Exercise directions
Find each line in the material below that has the word "triangular" in it, and copy those lines out.

Source data
--

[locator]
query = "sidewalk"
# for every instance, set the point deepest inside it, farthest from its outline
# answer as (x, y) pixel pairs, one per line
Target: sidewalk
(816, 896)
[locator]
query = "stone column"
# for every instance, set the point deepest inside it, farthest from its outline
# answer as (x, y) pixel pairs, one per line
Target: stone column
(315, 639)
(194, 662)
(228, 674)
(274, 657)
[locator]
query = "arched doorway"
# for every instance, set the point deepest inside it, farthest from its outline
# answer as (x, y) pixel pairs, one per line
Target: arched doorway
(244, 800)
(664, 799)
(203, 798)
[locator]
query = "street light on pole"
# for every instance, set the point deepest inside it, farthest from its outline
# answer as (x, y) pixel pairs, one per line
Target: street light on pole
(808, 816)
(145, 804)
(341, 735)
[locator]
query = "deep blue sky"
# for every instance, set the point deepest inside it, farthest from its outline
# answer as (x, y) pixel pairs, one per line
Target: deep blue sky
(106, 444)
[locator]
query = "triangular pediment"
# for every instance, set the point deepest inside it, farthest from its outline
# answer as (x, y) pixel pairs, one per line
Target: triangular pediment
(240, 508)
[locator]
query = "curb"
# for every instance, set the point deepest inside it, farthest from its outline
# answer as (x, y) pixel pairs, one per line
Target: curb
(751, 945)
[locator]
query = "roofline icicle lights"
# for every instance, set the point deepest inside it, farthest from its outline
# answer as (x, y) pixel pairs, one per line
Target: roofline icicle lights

--

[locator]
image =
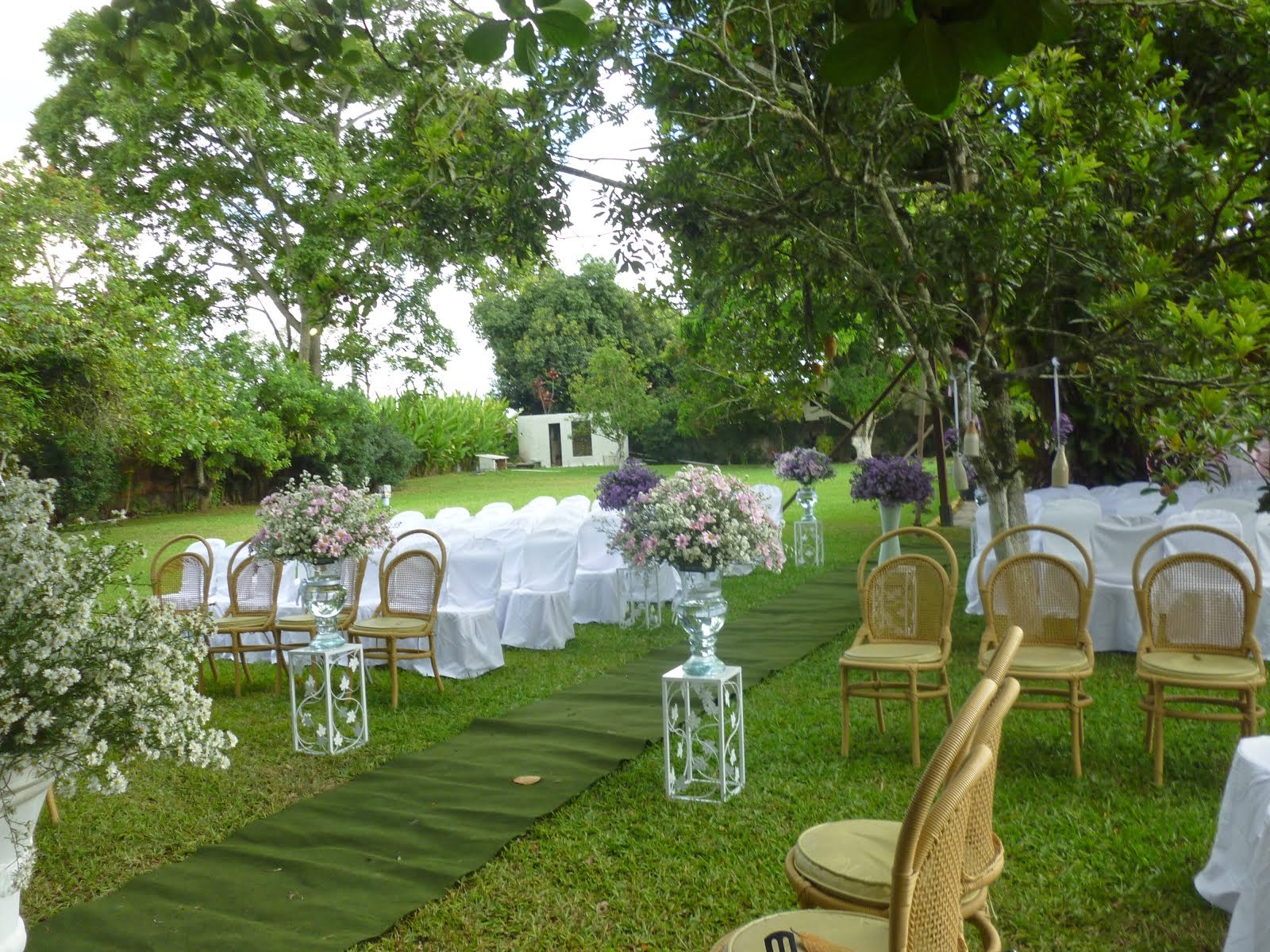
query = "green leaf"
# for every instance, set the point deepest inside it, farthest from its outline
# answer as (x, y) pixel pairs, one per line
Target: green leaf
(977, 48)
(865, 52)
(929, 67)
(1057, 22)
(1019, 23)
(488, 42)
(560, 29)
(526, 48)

--

Worked solution
query = "triangular pediment"
Target: triangular pediment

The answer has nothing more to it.